*Stated problem 1*
According to the Wagner forum thread, how does Katerina Wagner's Meistersinger portray Hans Sachs?

*Provided text*
◇ ◇ ◇ ◇

All of which are more noteworthy than the theatrical aspirations of Siegfried Wagner...


----------



## dionisio (Jul 30, 2012)

What i think about that woman, i cannot say it here. There's too much curse words in the sentence.


----------



## PetrB (Feb 28, 2012)

dionisio said:


> What i think about that woman, i cannot say it here. There's too much curse words in the sentence.


When you start speaking of anyone in terms of _"That woman,"_ or _"That Man,"_ -- that is already a big tip-off to the way you feel about them


----------



## Notung (Jun 12, 2013)

Volve said:


> Basically, if it's not going to be done good, better not do it at all. I feel a terrible sorrow when I see what's being done to Wagner's operas lately. Seriously, have you guys seen the Walkeries as bikers?


Le Tour de le Rhin!:lol:


----------



## Ebab (Mar 9, 2013)

Mahlerian said:


> All of which are more noteworthy than the theatrical aspirations of Siegfried Wagner...


Have you heard some? I ask because I haven't, but I mean to, out of interest. Wagner's son writing operas and not succeeding, expected to keep the dynasty alive - a bit of a tragic figure, quite bitter and always blaming others. But I would like to hear some of his work, trying to be unprejudiced.


----------



## Ebab (Mar 9, 2013)

Couchie said:


> But you must admit, Katharina's Meistersinger is one of the greatest achievements of Wagner's ancestors. Right up there with being best buds with Hitler and losing several of Wagner's original manuscripts.


Refresh my memory, please: When did the Wagner family lose manuscripts? I remember that an important collection was lost in Hitler's possession, but those manuscripts came from the House of Wittelsbach.


----------



## Mahlerian (Nov 27, 2012)

Ebab said:


> Have you heard some? I ask because I haven't, but I mean to, out of interest. Wagner's son writing operas and not succeeding, expected to keep the dynasty alive - a bit of a tragic figure, quite bitter and always blaming others. But I would like to hear some of his work, trying to be unprejudiced.


He was also forced into a sham marriage by his mother, who wanted to extend the Wagner line (I suppose you already know all about that).

What I heard of the music of his operas (he wrote more of them than Richard) was unremarkable on every level, and reputation suggests that the libretti aren't as high quality either.


----------



## tyroneslothrop (Sep 5, 2012)

Ebab said:


> But I would like to hear some of his work, trying to be unprejudiced.


----------



## SiegendesLicht (Mar 4, 2012)

Parsifal1954 said:


> Recently, I watched Katerina Wagner's Meistersinger. I was shocked. How in the world the great great grand daughter of Wagner would be so confused about the meaning of the opera. She portraits Hans Sachs as the villain and a pro-fascist! Even someone who is not so much into Wagner operas can see or read in the last lines of the libretto that when Sachs talks to Walter about obeying your masters, he means master singers not political or military masters. The libretto clearly says the military power is not important and even if the Holy German Empire falls (the story is in the Middle Ages) what remains is the holy German ART. What do you think?


I absolutely love that final speech of Sachs. It is beautiful musically, and it is a very good, appropriate ending for the opera: Walther winning his girl in a contest of musicians, and Hans Sachs offering up a praise to that same artistic tradition that had made the whole thing possible in the first place, the tradition that he and Walther, in spite of his disagreements with the other Mastersingers, also belonged to, as well as Wagner himself - a part of a people that for centuries has created, appreciated and loved music. For great art does not arise in a vacuum.

◇ ◇ ◇ ◇

(Excerpts of pointing data)
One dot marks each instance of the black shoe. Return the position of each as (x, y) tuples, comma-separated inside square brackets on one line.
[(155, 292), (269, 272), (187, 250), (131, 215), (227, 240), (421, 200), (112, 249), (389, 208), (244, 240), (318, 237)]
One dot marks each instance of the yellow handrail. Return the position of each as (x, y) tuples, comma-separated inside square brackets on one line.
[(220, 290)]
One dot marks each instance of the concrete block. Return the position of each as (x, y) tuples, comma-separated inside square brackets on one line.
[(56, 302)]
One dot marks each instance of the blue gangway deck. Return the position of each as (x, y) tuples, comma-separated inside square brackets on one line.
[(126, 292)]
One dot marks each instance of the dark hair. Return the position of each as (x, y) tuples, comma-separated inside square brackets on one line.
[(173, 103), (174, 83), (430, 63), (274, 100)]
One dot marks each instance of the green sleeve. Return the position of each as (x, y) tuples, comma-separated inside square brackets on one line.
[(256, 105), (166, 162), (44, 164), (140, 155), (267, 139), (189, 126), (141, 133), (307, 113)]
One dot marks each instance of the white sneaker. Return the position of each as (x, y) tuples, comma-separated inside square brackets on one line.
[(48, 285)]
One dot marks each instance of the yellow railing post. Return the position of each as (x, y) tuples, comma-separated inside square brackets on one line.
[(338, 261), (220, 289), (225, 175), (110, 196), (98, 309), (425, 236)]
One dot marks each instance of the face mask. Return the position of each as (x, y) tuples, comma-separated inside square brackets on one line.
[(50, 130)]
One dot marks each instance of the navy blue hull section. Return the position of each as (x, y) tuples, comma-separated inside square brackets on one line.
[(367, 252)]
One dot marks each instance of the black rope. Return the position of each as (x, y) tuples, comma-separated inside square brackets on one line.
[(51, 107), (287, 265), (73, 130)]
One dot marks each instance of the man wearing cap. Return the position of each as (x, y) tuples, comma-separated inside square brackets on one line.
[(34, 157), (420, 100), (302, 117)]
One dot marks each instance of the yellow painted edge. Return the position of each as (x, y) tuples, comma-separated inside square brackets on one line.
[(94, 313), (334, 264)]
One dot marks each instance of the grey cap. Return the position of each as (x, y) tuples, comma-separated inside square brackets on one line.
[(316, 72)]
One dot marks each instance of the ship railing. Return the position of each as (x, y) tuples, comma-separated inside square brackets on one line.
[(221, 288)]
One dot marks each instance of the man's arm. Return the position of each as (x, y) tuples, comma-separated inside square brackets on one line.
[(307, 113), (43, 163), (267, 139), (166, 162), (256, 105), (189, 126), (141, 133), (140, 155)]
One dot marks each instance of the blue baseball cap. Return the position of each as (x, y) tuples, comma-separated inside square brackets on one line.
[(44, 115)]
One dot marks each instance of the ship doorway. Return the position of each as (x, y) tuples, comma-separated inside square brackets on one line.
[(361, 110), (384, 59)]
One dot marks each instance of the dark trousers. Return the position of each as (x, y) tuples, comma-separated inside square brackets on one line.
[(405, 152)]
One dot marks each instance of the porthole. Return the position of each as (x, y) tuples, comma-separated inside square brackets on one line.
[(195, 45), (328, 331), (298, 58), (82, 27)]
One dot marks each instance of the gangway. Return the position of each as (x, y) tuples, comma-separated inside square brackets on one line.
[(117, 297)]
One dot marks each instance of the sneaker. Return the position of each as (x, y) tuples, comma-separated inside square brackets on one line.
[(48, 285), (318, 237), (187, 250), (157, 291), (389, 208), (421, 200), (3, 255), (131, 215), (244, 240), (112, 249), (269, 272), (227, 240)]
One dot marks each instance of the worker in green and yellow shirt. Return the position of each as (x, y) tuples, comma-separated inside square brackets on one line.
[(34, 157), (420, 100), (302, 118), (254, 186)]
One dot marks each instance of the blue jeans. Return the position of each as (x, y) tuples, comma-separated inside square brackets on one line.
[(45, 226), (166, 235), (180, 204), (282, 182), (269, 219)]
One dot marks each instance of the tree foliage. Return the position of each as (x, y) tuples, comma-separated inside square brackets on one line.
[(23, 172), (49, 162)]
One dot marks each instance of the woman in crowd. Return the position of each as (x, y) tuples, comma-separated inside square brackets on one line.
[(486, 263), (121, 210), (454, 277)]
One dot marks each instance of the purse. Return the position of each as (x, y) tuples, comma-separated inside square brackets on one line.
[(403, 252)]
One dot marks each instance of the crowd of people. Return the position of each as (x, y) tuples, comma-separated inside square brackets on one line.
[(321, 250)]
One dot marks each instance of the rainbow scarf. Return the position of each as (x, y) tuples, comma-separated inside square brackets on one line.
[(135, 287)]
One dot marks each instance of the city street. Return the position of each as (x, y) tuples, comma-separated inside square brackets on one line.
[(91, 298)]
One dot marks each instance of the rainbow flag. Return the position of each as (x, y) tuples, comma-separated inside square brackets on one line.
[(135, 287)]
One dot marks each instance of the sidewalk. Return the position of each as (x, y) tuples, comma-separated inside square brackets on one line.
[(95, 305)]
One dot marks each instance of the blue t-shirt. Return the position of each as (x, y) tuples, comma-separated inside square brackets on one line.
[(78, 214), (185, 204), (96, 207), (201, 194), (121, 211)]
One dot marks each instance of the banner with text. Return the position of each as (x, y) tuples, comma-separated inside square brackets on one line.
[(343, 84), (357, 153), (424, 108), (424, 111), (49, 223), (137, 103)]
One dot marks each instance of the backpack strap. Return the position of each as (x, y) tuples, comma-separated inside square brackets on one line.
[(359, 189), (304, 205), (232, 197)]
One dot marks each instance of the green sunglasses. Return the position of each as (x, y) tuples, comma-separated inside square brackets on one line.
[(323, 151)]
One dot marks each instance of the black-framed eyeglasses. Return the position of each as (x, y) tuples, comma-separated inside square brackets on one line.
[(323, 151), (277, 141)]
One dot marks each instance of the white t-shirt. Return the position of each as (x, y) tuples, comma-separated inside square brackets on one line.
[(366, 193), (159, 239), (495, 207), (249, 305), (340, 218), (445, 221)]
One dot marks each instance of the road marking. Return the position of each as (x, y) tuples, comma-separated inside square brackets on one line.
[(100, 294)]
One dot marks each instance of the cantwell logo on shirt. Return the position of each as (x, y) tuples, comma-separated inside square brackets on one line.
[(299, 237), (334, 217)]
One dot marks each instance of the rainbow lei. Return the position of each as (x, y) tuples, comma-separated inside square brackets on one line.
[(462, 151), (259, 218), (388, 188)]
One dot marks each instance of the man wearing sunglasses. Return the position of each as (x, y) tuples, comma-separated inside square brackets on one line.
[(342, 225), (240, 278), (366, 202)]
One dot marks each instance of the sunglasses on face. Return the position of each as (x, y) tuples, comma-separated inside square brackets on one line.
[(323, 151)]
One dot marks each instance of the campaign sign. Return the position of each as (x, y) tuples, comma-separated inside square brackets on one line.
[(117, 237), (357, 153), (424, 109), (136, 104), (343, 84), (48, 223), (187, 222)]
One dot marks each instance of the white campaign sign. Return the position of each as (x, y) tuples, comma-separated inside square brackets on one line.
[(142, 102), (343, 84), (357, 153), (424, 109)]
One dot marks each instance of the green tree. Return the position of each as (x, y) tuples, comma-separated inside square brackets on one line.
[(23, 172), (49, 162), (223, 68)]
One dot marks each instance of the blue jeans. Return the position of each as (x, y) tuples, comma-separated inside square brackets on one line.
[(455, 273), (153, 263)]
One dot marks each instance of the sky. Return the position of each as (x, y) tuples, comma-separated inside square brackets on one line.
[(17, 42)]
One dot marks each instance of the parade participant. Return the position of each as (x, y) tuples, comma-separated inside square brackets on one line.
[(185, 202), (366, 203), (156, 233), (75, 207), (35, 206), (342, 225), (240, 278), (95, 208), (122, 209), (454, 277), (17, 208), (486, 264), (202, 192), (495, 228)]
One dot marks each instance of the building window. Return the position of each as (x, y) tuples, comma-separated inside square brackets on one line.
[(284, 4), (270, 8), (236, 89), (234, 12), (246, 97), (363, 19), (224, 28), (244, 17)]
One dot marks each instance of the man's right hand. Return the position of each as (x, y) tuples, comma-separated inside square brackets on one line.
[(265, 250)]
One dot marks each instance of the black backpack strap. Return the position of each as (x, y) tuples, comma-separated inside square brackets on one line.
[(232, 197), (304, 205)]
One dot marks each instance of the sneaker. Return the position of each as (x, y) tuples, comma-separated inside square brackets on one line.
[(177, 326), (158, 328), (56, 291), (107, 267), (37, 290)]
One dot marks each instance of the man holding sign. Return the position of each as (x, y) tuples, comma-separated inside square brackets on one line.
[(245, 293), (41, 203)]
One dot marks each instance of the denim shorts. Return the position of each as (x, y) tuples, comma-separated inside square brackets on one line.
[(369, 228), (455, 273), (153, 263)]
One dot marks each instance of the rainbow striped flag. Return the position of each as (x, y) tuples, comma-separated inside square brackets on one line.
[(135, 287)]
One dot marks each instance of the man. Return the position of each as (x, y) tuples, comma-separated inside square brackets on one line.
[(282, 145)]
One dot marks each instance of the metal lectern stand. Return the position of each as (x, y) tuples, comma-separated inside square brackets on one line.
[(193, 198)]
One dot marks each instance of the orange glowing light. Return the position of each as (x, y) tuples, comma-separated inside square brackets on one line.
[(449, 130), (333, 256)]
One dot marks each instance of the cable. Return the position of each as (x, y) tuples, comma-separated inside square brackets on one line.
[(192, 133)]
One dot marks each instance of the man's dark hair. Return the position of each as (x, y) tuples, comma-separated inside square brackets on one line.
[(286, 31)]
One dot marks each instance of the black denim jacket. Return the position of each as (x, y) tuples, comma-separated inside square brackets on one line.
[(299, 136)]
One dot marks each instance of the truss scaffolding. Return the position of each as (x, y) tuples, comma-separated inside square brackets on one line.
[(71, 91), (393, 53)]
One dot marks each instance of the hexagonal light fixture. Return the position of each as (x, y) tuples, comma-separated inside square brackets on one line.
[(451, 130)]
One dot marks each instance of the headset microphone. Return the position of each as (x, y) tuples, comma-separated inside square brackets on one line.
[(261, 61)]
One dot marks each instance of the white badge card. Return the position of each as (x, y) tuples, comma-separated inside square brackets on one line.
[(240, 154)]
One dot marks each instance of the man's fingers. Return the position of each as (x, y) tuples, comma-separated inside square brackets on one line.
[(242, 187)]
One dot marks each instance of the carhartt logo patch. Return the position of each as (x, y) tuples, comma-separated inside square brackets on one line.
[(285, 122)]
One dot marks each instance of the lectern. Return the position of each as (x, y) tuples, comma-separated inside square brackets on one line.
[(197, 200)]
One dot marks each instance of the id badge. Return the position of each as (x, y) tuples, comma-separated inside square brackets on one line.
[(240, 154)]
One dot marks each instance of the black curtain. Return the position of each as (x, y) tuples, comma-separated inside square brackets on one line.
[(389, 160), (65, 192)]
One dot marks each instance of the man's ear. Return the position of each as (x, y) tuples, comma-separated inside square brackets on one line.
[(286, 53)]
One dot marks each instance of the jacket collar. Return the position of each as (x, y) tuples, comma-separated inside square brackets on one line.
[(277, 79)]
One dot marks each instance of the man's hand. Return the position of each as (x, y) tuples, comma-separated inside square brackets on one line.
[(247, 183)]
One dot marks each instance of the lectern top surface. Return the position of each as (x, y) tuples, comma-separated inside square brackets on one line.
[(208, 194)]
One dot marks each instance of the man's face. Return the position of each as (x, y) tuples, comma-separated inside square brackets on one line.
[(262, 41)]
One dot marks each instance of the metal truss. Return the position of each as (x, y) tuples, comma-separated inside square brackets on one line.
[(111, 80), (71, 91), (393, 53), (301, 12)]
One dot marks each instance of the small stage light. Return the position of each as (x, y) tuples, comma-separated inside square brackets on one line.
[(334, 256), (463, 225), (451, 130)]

◇ ◇ ◇ ◇

*Stated problem 2*
In the rows, begin at the line that has "One dot marks each instance of the navy" and stop after the line that has "[(195, 45), (328, 331), (298, 58), (82, 27)]". Reproduce only those lines with "tuples" replaced by "pairs", leaving everything else unchanged.

*Full response 1*
As the villain and a pro-fascist.

*Full response 2*
One dot marks each instance of the navy blue hull section. Return the position of each as (x, y) pairs, comma-separated inside square brackets on one line.
[(367, 252)]
One dot marks each instance of the black rope. Return the position of each as (x, y) pairs, comma-separated inside square brackets on one line.
[(51, 107), (287, 265), (73, 130)]
One dot marks each instance of the man wearing cap. Return the position of each as (x, y) pairs, comma-separated inside square brackets on one line.
[(34, 157), (420, 100), (302, 117)]
One dot marks each instance of the yellow painted edge. Return the position of each as (x, y) pairs, comma-separated inside square brackets on one line.
[(94, 313), (334, 264)]
One dot marks each instance of the grey cap. Return the position of each as (x, y) pairs, comma-separated inside square brackets on one line.
[(316, 72)]
One dot marks each instance of the ship railing. Return the position of each as (x, y) pairs, comma-separated inside square brackets on one line.
[(221, 288)]
One dot marks each instance of the man's arm. Return the position of each as (x, y) pairs, comma-separated inside square brackets on one line.
[(307, 113), (43, 163), (267, 139), (166, 162), (256, 105), (189, 126), (141, 133), (140, 155)]
One dot marks each instance of the blue baseball cap. Return the position of each as (x, y) pairs, comma-separated inside square brackets on one line.
[(44, 115)]
One dot marks each instance of the ship doorway. Return the position of each as (x, y) pairs, comma-separated inside square brackets on one line.
[(361, 110), (384, 59)]
One dot marks each instance of the dark trousers. Return the position of each as (x, y) pairs, comma-separated inside square brackets on one line.
[(405, 152)]
One dot marks each instance of the porthole. Return the position of each as (x, y) pairs, comma-separated inside square brackets on one line.
[(195, 45), (328, 331), (298, 58), (82, 27)]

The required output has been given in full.